Русскую женщину можно увидеть и понять в письмах, где она делится своими переживаниями, говорит о своем одиночестве. Вот одно из таких писем, опубликованных в журнале «Юность»: «У меня такое чувство, что мы с мужем все больше отдаляемся друг от друга. Слишком разную жизнь мы ведем, редко бываем вместе, почти не ходим в театры, на прогулки. Говорят, настоящая любовь способна выдержать любые испытания. Я с этим согласна, когда речь идет о чрезвычайных событиях — о разлуке, болезни, смерти. Но что делать, если она подвергается испытанию каждый день, в самых незначительных, бытовых мелочах?.. Наверно, и эти трудности любовь способна преодолеть, но что тогда от нее за радость?»

Или возьмем экзотическую любовь вьетнамских женщин и завоевателей-янки. Стройные, грациозные создания в шелковых одеждах, а рядом грубые парни из Техаса и Огайо: они сидят за стойкой бара в Сайгоне, смотрят на точеные лица с прозрачной кожей, слушают покорные и тихие, как журчанье ручья, голоса и чувствуют себя владыками мира…

— Иди сюда, — говорит юная вьетнамка американскому солдату, — посиди со мной. Ты самый сильный, самый смелый. Дай руку, я тебе погадаю. О, у тебя будет сказочная жизнь… Меня зовут Тхан Ван. Это значит «Голубое Облачко». А тебя как зовут? Джон? Послушай, Джон, все будет хорошо, очень хорошо. У таких крепких парней, как ты, всегда все кончается хорошо. Может, закажешь для меня чего-нибудь?

Джон смеется и заказывает виски со льдом. Жужжит вентилятор, в лесах и полях на солдат обрушиваются напалмовые бомбы, а здесь есть все, что душе угодно: приятная прохлада, красивая подружка и сколько угодно виски. Голубое Облачко неторопливо потягивает из стакана и говорит, говорит обо всем и ни о чем, а из репродуктора доносится гортанный голос, поющий вьетнамскую песню. Голубое Облачко переводит: «Не забывай о родной деревне, о своем доме, где под окном цветет миндаль».

Джона охватывает дремота, и он почти не слушает монотонный рассказ девушки. Жить в деревне стало невмоготу: то нагрянут правительственные войска, то ханойские отряды. И все чего-то отбирают — или буйвола, или свинью, или мешок тапиоки. А тут еще воздушные налеты, взрывы, пожары, смерть. Но ведь крестьяне как говорят: «Мы словно побеги риса — куда подует сирокко, туда и клонимся». И унес ветер семью Голубого Облачка в Сайгон, и теперь девушка зарабатывает на жизнь единственно возможным способом — без ненависти к себе и другим, не обижаясь на судьбу. В детстве ей объяснили, что она вырастет, выйдет замуж и они будут любить друг друга сто лет, а нынче она уже ничего не ждет от жизни, как те французские легионеры, что поют: «У нас осталось время, лишь чтобы умереть».

> [Задание]
Продолжите текст о любви и судьбах русских и вьетнамских женщин сразу после его последнего предложения.

> [Исходные данные]
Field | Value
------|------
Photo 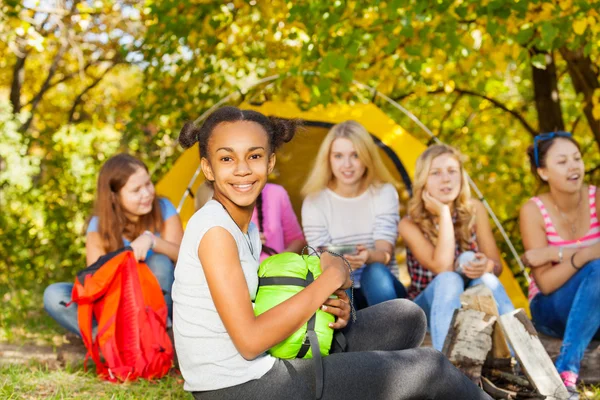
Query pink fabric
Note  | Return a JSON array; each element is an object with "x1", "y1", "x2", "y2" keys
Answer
[
  {"x1": 560, "y1": 371, "x2": 579, "y2": 387},
  {"x1": 252, "y1": 183, "x2": 304, "y2": 261},
  {"x1": 528, "y1": 185, "x2": 600, "y2": 301}
]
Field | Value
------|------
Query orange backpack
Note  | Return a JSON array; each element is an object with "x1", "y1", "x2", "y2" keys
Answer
[{"x1": 72, "y1": 247, "x2": 173, "y2": 382}]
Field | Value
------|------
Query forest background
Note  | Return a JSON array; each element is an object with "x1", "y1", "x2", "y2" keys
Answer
[{"x1": 0, "y1": 0, "x2": 600, "y2": 342}]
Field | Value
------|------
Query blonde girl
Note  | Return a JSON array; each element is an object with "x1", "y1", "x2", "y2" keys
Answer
[
  {"x1": 400, "y1": 145, "x2": 514, "y2": 350},
  {"x1": 302, "y1": 121, "x2": 406, "y2": 308}
]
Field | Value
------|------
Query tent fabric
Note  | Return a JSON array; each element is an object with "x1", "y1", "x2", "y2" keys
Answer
[{"x1": 156, "y1": 101, "x2": 529, "y2": 313}]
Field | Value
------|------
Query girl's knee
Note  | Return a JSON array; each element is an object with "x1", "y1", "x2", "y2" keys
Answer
[
  {"x1": 432, "y1": 271, "x2": 465, "y2": 291},
  {"x1": 390, "y1": 299, "x2": 427, "y2": 330},
  {"x1": 479, "y1": 272, "x2": 502, "y2": 291},
  {"x1": 361, "y1": 263, "x2": 389, "y2": 279}
]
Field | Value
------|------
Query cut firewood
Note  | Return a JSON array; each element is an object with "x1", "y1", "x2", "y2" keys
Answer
[
  {"x1": 460, "y1": 285, "x2": 511, "y2": 359},
  {"x1": 500, "y1": 309, "x2": 569, "y2": 399},
  {"x1": 442, "y1": 309, "x2": 496, "y2": 384},
  {"x1": 481, "y1": 376, "x2": 517, "y2": 400}
]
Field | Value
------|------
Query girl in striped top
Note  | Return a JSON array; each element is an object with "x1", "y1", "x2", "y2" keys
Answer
[
  {"x1": 302, "y1": 121, "x2": 406, "y2": 308},
  {"x1": 520, "y1": 132, "x2": 600, "y2": 398}
]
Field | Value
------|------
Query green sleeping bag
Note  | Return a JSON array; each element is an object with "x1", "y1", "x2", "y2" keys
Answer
[{"x1": 254, "y1": 253, "x2": 335, "y2": 358}]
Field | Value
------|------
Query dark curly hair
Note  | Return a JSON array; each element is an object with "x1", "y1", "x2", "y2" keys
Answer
[
  {"x1": 527, "y1": 136, "x2": 581, "y2": 183},
  {"x1": 179, "y1": 106, "x2": 301, "y2": 157}
]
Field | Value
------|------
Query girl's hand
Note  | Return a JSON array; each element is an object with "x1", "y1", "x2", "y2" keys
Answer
[
  {"x1": 421, "y1": 190, "x2": 450, "y2": 215},
  {"x1": 321, "y1": 253, "x2": 352, "y2": 289},
  {"x1": 463, "y1": 253, "x2": 488, "y2": 279},
  {"x1": 130, "y1": 233, "x2": 154, "y2": 261},
  {"x1": 344, "y1": 244, "x2": 369, "y2": 270},
  {"x1": 321, "y1": 290, "x2": 350, "y2": 329},
  {"x1": 521, "y1": 247, "x2": 554, "y2": 268}
]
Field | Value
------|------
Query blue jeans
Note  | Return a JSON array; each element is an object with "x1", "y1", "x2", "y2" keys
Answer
[
  {"x1": 354, "y1": 263, "x2": 407, "y2": 310},
  {"x1": 44, "y1": 253, "x2": 175, "y2": 335},
  {"x1": 530, "y1": 258, "x2": 600, "y2": 374},
  {"x1": 414, "y1": 272, "x2": 515, "y2": 351}
]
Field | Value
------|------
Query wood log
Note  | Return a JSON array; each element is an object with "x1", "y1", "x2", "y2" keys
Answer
[
  {"x1": 442, "y1": 309, "x2": 496, "y2": 384},
  {"x1": 460, "y1": 284, "x2": 511, "y2": 359},
  {"x1": 500, "y1": 309, "x2": 569, "y2": 399}
]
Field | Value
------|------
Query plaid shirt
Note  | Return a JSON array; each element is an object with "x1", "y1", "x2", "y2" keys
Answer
[{"x1": 406, "y1": 230, "x2": 479, "y2": 299}]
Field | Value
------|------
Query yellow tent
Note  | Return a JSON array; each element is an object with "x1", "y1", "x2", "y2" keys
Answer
[{"x1": 156, "y1": 101, "x2": 529, "y2": 311}]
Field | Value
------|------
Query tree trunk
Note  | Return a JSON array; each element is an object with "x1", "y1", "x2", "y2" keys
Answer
[
  {"x1": 560, "y1": 47, "x2": 600, "y2": 149},
  {"x1": 531, "y1": 50, "x2": 565, "y2": 132},
  {"x1": 10, "y1": 53, "x2": 27, "y2": 114}
]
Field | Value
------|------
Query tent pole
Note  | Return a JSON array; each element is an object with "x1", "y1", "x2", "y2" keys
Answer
[
  {"x1": 177, "y1": 74, "x2": 531, "y2": 284},
  {"x1": 352, "y1": 81, "x2": 531, "y2": 284}
]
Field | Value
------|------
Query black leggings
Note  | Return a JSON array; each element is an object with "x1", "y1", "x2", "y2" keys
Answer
[{"x1": 193, "y1": 300, "x2": 491, "y2": 400}]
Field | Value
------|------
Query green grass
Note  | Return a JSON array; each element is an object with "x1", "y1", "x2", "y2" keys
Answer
[{"x1": 0, "y1": 364, "x2": 192, "y2": 400}]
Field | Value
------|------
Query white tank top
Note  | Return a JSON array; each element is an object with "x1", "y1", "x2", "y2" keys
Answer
[{"x1": 172, "y1": 200, "x2": 275, "y2": 392}]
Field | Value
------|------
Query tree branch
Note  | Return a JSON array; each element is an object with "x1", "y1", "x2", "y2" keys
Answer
[
  {"x1": 23, "y1": 58, "x2": 113, "y2": 107},
  {"x1": 437, "y1": 93, "x2": 462, "y2": 137},
  {"x1": 454, "y1": 88, "x2": 538, "y2": 136},
  {"x1": 10, "y1": 52, "x2": 27, "y2": 114},
  {"x1": 393, "y1": 88, "x2": 538, "y2": 136},
  {"x1": 19, "y1": 40, "x2": 68, "y2": 133},
  {"x1": 69, "y1": 63, "x2": 117, "y2": 123},
  {"x1": 19, "y1": 0, "x2": 79, "y2": 133}
]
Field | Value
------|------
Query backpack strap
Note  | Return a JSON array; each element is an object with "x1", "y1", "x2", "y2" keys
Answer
[
  {"x1": 333, "y1": 331, "x2": 348, "y2": 352},
  {"x1": 258, "y1": 271, "x2": 312, "y2": 287}
]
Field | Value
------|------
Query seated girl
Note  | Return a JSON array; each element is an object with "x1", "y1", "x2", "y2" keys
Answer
[
  {"x1": 195, "y1": 181, "x2": 306, "y2": 262},
  {"x1": 44, "y1": 153, "x2": 183, "y2": 335},
  {"x1": 400, "y1": 145, "x2": 514, "y2": 351},
  {"x1": 302, "y1": 121, "x2": 406, "y2": 308},
  {"x1": 173, "y1": 107, "x2": 489, "y2": 400},
  {"x1": 520, "y1": 132, "x2": 600, "y2": 398}
]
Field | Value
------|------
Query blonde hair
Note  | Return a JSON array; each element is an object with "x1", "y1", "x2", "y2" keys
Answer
[
  {"x1": 408, "y1": 144, "x2": 475, "y2": 251},
  {"x1": 302, "y1": 120, "x2": 397, "y2": 196}
]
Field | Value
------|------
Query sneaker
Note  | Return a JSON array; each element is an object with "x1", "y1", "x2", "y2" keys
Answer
[{"x1": 560, "y1": 371, "x2": 579, "y2": 400}]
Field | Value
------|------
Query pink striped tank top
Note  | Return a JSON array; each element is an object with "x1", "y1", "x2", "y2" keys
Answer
[{"x1": 529, "y1": 185, "x2": 600, "y2": 301}]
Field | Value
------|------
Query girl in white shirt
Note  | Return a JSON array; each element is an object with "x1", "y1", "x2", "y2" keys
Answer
[
  {"x1": 172, "y1": 107, "x2": 489, "y2": 400},
  {"x1": 302, "y1": 121, "x2": 407, "y2": 308}
]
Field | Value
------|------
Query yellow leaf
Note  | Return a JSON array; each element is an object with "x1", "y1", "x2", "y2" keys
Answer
[
  {"x1": 573, "y1": 19, "x2": 587, "y2": 35},
  {"x1": 558, "y1": 0, "x2": 573, "y2": 11},
  {"x1": 592, "y1": 104, "x2": 600, "y2": 121}
]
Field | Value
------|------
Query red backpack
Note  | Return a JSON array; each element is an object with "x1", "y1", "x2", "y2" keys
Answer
[{"x1": 72, "y1": 248, "x2": 173, "y2": 382}]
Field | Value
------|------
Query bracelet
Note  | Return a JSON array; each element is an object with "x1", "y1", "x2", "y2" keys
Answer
[
  {"x1": 558, "y1": 246, "x2": 563, "y2": 264},
  {"x1": 144, "y1": 231, "x2": 156, "y2": 250},
  {"x1": 571, "y1": 252, "x2": 581, "y2": 271},
  {"x1": 383, "y1": 250, "x2": 392, "y2": 265}
]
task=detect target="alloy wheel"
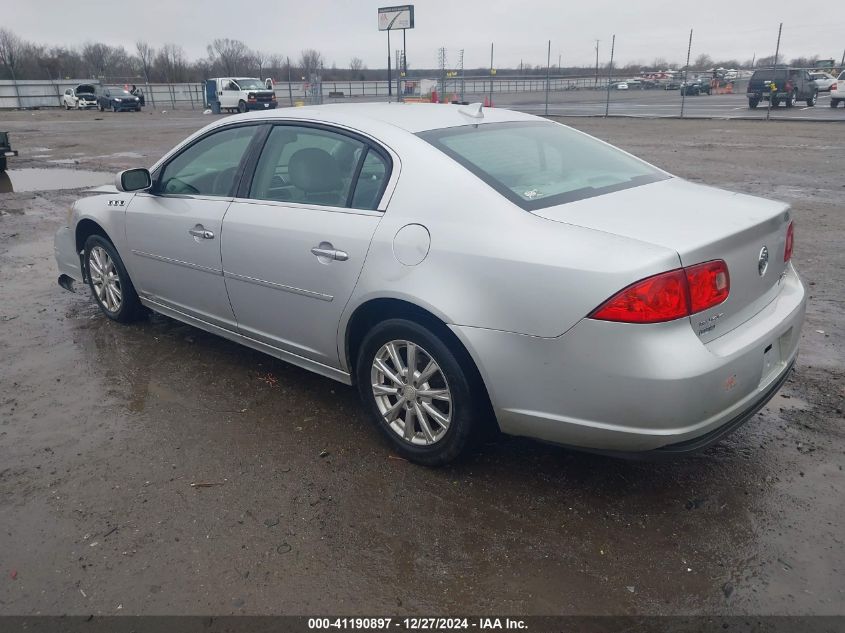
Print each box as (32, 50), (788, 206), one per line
(88, 246), (123, 312)
(370, 340), (453, 446)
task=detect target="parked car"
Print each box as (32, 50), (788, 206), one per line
(0, 132), (18, 171)
(129, 84), (147, 108)
(810, 72), (836, 92)
(747, 68), (819, 108)
(830, 70), (845, 108)
(681, 77), (710, 97)
(62, 84), (97, 110)
(55, 103), (805, 465)
(206, 77), (276, 112)
(97, 86), (141, 112)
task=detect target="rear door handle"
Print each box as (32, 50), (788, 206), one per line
(311, 244), (349, 262)
(188, 224), (214, 240)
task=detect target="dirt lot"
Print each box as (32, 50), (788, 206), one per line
(0, 107), (845, 615)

> [Ответ]
Подсчитал ли кто-нибудь, сколько незаконных детей родилось за время той войны, сколько из них очутилось в приютах. Минувшие войны составили счастье шестидесяти тысяч японских гейш, десяти тысяч кореянок, тринадцати тысяч немецких мэдхен, уж не знаю, сколько вьетнамских женщин стали гражданками США.

В пуританском Китае одно время мужчины и женщины носили одинаковую одежду, там не было домов для влюбленных и личная жизнь вообще как бы отсутствовала. Теперь же секс уже не является табу, в фильме «Старый безумец» рассказывается о страсти женатого человека к бывшей школьной подруге: на афише они оба изображены полуголыми.

Вновь появились в продаже трактаты о любви, которые в древние времена преподносили в подарок молодоженам; составители этих учебников во многом предвосхитили современные эротические теории. В них говорится, к примеру, о случаях, когда некий орган с поэтическим названием «стебель ириса» никак не может подняться. Совет таков: «Прежде чем соединиться с женщиной, мужчине следует долго развлекать ее любовными играми». В «Книге од» молодая жена восклицает: «Мой господин хорош, а сладость жизни — в разнообразии поз».

Сдержанность, скрытность, даже стыдливость вошли у китайцев в обычай, поэтому они неохотно распространяются об интимных переживаниях. Я спросил у знаменитой оперной певицы Ча Линг, принято ли в китайском классическом театре целоваться на сцене.

Она немного подумала, прежде чем ответить:

— Нет, это не в наших традициях. Интимные отношения на сцену не выносятся, их зритель должен воссоздать в своем воображении. Но иногда объятия все же допускаются.